--- start of DATA SUPPLIED ---
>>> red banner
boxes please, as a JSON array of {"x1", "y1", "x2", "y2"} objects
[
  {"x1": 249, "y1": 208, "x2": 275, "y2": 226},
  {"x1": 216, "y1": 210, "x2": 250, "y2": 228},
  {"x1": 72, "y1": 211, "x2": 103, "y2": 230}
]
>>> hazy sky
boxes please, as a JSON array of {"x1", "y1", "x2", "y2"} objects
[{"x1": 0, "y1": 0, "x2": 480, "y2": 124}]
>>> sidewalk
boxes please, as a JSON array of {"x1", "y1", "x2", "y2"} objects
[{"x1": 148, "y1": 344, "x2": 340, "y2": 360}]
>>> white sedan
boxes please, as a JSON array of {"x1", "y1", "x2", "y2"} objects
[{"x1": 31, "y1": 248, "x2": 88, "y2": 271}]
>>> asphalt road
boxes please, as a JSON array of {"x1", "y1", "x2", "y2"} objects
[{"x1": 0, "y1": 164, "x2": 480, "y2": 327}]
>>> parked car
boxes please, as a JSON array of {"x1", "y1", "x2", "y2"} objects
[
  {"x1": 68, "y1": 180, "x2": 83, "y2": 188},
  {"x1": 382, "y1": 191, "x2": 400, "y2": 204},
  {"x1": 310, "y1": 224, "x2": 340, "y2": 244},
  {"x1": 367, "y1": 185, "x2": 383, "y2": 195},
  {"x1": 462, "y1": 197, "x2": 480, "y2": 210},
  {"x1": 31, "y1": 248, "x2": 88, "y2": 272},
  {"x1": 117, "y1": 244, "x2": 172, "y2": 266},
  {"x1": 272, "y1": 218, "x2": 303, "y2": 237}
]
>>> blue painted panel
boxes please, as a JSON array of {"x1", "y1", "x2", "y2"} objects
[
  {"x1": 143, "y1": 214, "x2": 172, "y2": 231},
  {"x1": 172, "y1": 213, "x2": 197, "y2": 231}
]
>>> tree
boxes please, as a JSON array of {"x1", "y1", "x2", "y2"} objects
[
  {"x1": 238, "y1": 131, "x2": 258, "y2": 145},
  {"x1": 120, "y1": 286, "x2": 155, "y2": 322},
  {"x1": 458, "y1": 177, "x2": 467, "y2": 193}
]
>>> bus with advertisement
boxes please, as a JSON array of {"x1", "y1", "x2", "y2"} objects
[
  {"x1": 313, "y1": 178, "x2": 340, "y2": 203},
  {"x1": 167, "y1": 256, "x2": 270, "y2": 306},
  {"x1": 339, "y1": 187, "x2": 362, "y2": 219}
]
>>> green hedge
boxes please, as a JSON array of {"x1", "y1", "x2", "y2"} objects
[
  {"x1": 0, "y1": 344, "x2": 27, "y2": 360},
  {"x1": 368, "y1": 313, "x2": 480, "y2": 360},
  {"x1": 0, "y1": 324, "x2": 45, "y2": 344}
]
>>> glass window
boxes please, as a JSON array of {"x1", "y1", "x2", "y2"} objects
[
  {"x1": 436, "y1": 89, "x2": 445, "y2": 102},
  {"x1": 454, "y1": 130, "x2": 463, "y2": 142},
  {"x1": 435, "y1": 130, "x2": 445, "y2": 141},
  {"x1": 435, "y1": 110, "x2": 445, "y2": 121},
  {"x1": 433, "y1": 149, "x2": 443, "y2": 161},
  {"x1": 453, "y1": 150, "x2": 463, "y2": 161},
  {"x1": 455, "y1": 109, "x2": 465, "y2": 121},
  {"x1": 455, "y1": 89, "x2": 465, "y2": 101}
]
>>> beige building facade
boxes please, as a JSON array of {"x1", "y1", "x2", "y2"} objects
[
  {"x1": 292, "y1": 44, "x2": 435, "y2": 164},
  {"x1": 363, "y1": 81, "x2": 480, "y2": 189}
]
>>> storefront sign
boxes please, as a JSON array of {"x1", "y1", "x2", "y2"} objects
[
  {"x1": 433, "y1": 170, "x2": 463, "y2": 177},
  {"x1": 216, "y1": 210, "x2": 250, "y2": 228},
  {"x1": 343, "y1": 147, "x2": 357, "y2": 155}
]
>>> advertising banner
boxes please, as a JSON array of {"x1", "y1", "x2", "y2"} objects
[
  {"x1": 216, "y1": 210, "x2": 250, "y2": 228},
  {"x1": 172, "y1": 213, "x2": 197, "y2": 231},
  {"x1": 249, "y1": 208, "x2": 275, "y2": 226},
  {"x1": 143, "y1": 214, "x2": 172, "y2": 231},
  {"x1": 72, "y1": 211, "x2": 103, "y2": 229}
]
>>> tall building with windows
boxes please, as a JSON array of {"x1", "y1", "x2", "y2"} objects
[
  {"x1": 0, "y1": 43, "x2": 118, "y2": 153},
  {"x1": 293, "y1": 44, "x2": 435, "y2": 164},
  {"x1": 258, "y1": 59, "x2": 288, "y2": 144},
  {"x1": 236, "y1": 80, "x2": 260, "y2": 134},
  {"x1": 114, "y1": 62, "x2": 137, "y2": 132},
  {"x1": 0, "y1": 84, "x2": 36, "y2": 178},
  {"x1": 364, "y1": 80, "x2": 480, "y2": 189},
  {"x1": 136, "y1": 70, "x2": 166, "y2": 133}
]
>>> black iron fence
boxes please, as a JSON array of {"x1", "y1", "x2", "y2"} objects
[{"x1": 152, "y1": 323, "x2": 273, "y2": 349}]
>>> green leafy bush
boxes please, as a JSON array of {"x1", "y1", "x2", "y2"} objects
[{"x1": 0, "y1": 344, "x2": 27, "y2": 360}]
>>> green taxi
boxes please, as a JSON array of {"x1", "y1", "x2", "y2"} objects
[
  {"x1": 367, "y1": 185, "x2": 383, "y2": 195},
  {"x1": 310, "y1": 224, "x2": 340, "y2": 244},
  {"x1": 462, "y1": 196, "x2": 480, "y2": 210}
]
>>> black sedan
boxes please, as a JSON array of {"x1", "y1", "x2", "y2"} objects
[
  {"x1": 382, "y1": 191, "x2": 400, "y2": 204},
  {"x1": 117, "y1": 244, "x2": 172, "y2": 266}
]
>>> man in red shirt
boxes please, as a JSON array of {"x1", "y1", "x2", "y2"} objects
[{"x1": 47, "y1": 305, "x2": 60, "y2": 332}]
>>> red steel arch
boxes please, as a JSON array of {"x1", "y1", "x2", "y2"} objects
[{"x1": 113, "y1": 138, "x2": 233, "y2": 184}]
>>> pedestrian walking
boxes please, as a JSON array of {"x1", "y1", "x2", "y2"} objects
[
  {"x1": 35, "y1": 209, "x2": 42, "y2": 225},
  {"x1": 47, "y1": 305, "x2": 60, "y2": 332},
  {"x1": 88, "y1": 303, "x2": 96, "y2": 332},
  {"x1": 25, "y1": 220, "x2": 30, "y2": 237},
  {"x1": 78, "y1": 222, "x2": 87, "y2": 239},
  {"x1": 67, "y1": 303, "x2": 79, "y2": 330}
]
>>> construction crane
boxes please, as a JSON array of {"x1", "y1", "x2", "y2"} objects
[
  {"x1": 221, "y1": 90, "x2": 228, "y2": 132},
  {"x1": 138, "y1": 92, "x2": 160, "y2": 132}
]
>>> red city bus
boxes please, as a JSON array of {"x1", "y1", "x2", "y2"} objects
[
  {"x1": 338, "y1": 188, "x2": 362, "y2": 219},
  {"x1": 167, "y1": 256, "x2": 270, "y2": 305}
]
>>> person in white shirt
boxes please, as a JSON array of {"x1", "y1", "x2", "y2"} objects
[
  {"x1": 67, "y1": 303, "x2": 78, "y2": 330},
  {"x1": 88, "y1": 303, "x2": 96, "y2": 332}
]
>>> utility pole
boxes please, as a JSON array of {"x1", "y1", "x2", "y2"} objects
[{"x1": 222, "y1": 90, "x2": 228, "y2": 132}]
--- end of DATA SUPPLIED ---
▶ INSTRUCTIONS TO FOLLOW
Extract every line of the rows above that contains the string "green", matching case exactly.

▶ OUTPUT FOR THIS TASK
>>> green hedge
>>> green leafy bush
>>> green taxi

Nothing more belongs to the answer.